>>>

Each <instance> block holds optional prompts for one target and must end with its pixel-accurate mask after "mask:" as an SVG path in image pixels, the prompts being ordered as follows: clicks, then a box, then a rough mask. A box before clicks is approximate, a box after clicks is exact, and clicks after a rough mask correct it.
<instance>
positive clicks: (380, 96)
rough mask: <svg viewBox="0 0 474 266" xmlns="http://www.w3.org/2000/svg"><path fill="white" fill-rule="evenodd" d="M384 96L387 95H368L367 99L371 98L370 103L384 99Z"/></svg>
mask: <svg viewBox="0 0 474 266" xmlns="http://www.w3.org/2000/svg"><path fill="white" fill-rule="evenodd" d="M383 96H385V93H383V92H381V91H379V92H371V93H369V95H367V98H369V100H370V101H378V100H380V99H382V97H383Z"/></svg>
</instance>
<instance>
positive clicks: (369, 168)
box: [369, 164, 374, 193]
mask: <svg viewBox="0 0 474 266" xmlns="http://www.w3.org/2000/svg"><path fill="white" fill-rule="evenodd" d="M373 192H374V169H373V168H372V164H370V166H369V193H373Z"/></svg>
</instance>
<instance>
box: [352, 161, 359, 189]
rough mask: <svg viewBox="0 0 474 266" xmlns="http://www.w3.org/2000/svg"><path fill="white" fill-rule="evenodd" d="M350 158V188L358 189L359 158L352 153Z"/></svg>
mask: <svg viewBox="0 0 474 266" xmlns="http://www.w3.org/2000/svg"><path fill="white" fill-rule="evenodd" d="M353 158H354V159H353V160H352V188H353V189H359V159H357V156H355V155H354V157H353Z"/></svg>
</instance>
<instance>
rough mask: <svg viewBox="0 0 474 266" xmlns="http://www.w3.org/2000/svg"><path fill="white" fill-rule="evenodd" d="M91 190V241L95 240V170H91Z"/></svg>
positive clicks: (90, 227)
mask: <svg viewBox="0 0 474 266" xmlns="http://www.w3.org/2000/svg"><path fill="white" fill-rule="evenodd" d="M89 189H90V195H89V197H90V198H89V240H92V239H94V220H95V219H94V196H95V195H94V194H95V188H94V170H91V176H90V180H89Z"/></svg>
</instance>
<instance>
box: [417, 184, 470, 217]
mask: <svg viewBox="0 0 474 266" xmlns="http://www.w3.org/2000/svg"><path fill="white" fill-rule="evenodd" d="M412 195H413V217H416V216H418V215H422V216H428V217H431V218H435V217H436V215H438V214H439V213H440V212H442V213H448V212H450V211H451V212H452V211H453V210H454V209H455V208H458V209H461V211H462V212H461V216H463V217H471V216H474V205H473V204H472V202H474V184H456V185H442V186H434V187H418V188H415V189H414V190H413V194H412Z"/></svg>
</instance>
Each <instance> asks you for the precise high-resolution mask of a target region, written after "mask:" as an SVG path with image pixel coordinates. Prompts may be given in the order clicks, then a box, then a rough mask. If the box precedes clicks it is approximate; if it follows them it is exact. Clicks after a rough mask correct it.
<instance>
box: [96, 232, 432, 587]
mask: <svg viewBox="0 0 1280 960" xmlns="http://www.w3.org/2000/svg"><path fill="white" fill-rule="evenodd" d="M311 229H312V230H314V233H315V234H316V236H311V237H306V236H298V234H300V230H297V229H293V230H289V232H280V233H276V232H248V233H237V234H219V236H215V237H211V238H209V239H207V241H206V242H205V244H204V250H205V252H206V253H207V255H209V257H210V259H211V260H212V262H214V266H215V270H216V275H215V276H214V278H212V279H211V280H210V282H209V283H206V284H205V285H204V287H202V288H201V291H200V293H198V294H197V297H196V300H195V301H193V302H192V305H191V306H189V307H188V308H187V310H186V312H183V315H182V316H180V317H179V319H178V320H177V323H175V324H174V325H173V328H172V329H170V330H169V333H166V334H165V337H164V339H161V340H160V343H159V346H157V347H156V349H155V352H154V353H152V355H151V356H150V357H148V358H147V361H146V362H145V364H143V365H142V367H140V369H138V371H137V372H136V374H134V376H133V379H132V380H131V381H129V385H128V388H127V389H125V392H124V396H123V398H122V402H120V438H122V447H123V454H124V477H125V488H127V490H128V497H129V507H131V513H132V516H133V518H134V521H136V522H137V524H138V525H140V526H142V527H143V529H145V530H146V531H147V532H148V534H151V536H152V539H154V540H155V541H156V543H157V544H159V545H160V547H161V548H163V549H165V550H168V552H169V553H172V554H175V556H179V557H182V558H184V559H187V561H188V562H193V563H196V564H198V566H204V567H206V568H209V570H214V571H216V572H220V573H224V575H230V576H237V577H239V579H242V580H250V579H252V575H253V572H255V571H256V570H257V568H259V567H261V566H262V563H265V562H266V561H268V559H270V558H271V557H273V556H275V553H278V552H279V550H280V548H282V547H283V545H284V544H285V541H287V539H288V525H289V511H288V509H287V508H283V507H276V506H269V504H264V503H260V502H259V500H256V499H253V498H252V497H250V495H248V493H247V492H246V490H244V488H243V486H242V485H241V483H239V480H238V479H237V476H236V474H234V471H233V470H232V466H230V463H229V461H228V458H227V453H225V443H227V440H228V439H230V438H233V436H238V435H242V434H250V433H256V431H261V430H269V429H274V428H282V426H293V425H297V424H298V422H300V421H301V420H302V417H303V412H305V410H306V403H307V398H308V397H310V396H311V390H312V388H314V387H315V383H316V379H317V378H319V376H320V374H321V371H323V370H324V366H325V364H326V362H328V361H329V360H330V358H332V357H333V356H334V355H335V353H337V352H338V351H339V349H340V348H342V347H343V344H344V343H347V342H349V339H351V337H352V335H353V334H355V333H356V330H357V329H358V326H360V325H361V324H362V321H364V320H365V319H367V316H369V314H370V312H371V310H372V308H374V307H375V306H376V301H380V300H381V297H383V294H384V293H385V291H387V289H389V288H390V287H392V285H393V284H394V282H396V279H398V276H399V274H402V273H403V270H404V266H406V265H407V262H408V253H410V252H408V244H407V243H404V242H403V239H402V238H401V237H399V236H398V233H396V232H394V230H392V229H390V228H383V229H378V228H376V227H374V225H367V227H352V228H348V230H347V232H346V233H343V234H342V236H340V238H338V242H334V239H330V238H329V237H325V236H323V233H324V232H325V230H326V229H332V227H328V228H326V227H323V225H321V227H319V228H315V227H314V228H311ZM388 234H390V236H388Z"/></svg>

<<<

### INSTRUCTIONS TO FOLLOW
Exactly as written above, reproduce all of the entries.

### ANSWER BOX
Each <instance> block holds optional prompts for one target and must end with its pixel-accurate mask after "mask:" as an SVG path in image pixels, the prompts being ordered as follows: clicks, then a box, then a rough mask. A box before clicks is approximate, a box after clicks is exact, and clicks after a rough mask correct it.
<instance>
positive clicks: (380, 96)
rough mask: <svg viewBox="0 0 474 266" xmlns="http://www.w3.org/2000/svg"><path fill="white" fill-rule="evenodd" d="M384 96L387 95H368L367 99L371 98L370 103L384 99Z"/></svg>
mask: <svg viewBox="0 0 474 266" xmlns="http://www.w3.org/2000/svg"><path fill="white" fill-rule="evenodd" d="M383 96H385V93H383V92H381V91H379V92H371V93H369V95H367V98H369V100H370V101H378V100H380V99H382V97H383Z"/></svg>
</instance>
<instance>
positive clicks: (369, 168)
box: [369, 164, 374, 193]
mask: <svg viewBox="0 0 474 266" xmlns="http://www.w3.org/2000/svg"><path fill="white" fill-rule="evenodd" d="M373 192H374V169H373V168H372V164H370V166H369V193H373Z"/></svg>
</instance>
<instance>
box: [352, 161, 359, 189]
rough mask: <svg viewBox="0 0 474 266" xmlns="http://www.w3.org/2000/svg"><path fill="white" fill-rule="evenodd" d="M350 158V188L358 189L359 158L352 153Z"/></svg>
mask: <svg viewBox="0 0 474 266" xmlns="http://www.w3.org/2000/svg"><path fill="white" fill-rule="evenodd" d="M353 158H354V159H353V160H352V188H353V189H359V159H357V156H355V155H354V157H353Z"/></svg>
</instance>
<instance>
rough mask: <svg viewBox="0 0 474 266" xmlns="http://www.w3.org/2000/svg"><path fill="white" fill-rule="evenodd" d="M91 190V241L95 240V170H91Z"/></svg>
positive clicks: (90, 227)
mask: <svg viewBox="0 0 474 266" xmlns="http://www.w3.org/2000/svg"><path fill="white" fill-rule="evenodd" d="M89 189H90V195H89V197H90V198H89V240H92V239H94V220H95V219H94V196H95V195H94V194H95V188H94V170H91V176H90V180H89Z"/></svg>
</instance>
<instance>
box: [417, 184, 470, 217]
mask: <svg viewBox="0 0 474 266" xmlns="http://www.w3.org/2000/svg"><path fill="white" fill-rule="evenodd" d="M412 195H413V217H416V216H418V215H422V216H428V217H431V218H435V217H436V215H438V214H439V213H440V212H442V213H448V212H450V211H451V212H452V211H453V210H454V209H455V208H458V209H461V211H462V212H461V216H463V217H471V216H474V205H473V204H472V202H474V184H456V185H442V186H434V187H418V188H415V189H414V190H413V194H412Z"/></svg>
</instance>
Each <instance> asks you for the precise high-resolution mask of a target region, written after "mask:" as an SVG path with image pixel coordinates. Prompts may be given in the order clicks, then a box, then a rough mask. If the box precedes clicks it is approximate; if it follows them it is exact. Clicks after a rough mask correct it.
<instance>
box: [96, 232, 432, 587]
mask: <svg viewBox="0 0 1280 960" xmlns="http://www.w3.org/2000/svg"><path fill="white" fill-rule="evenodd" d="M311 229H312V230H314V233H315V234H316V236H311V237H306V236H298V234H300V230H297V229H293V230H289V232H280V233H276V232H248V233H237V234H219V236H215V237H211V238H209V239H207V241H206V242H205V244H204V250H205V252H206V253H207V255H209V257H210V259H211V260H212V262H214V266H215V270H216V275H215V276H214V278H212V279H211V280H210V282H209V283H206V284H205V285H204V287H202V288H201V291H200V293H198V294H197V297H196V300H195V301H193V302H192V305H191V306H189V307H188V308H187V310H186V312H183V315H182V316H180V317H179V319H178V320H177V323H175V324H174V325H173V328H172V329H170V330H169V333H166V334H165V337H164V339H161V340H160V343H159V346H157V347H156V349H155V352H154V353H152V355H151V356H150V357H148V358H147V361H146V362H145V364H143V365H142V367H140V369H138V371H137V372H136V374H134V376H133V379H132V380H131V381H129V385H128V388H127V389H125V392H124V396H123V398H122V402H120V438H122V447H123V454H124V477H125V488H127V490H128V497H129V507H131V513H132V516H133V518H134V521H136V522H137V524H138V525H140V526H142V527H143V529H145V530H146V531H147V532H148V534H151V536H152V539H154V540H155V541H156V543H157V544H159V545H160V547H161V548H163V549H165V550H168V552H169V553H172V554H175V556H179V557H182V558H184V559H187V561H188V562H193V563H196V564H198V566H204V567H206V568H209V570H214V571H216V572H220V573H224V575H230V576H237V577H239V579H242V580H250V579H252V575H253V572H255V571H256V570H257V568H259V567H261V566H262V563H265V562H266V561H268V559H270V558H271V557H273V556H275V553H278V552H279V550H280V548H282V547H283V545H284V544H285V541H287V539H288V525H289V511H288V509H287V508H283V507H276V506H269V504H264V503H260V502H259V500H256V499H253V498H252V497H250V495H248V493H247V492H246V490H244V488H243V486H242V485H241V483H239V480H238V479H237V476H236V474H234V471H233V470H232V466H230V463H229V461H228V458H227V453H225V443H227V440H228V439H230V438H233V436H238V435H242V434H250V433H256V431H261V430H269V429H274V428H282V426H293V425H297V424H298V422H300V421H301V420H302V417H303V412H305V410H306V403H307V398H308V397H310V396H311V390H312V388H314V387H315V383H316V379H317V378H319V376H320V374H321V371H323V370H324V366H325V364H326V362H328V361H329V360H330V358H332V357H333V356H334V355H335V353H337V352H338V351H339V349H340V348H342V347H343V344H344V343H347V342H349V339H351V337H352V335H353V334H355V333H356V330H357V329H358V326H360V325H361V324H362V321H364V320H365V319H367V316H369V314H370V312H371V310H372V308H374V307H375V306H376V301H380V300H381V297H383V294H384V293H385V291H387V289H389V288H390V287H392V285H393V284H394V282H396V279H398V276H399V274H402V273H403V270H404V266H406V265H407V262H408V253H410V252H408V244H407V243H404V242H403V239H402V238H401V237H399V236H398V233H396V232H394V230H392V229H390V228H383V229H378V228H376V227H374V225H367V227H352V228H348V230H347V232H346V233H343V234H342V236H340V238H338V242H334V239H330V238H329V237H325V236H323V233H324V232H325V230H326V229H332V227H328V228H326V227H323V225H321V227H319V228H315V227H314V228H311ZM388 234H390V236H388Z"/></svg>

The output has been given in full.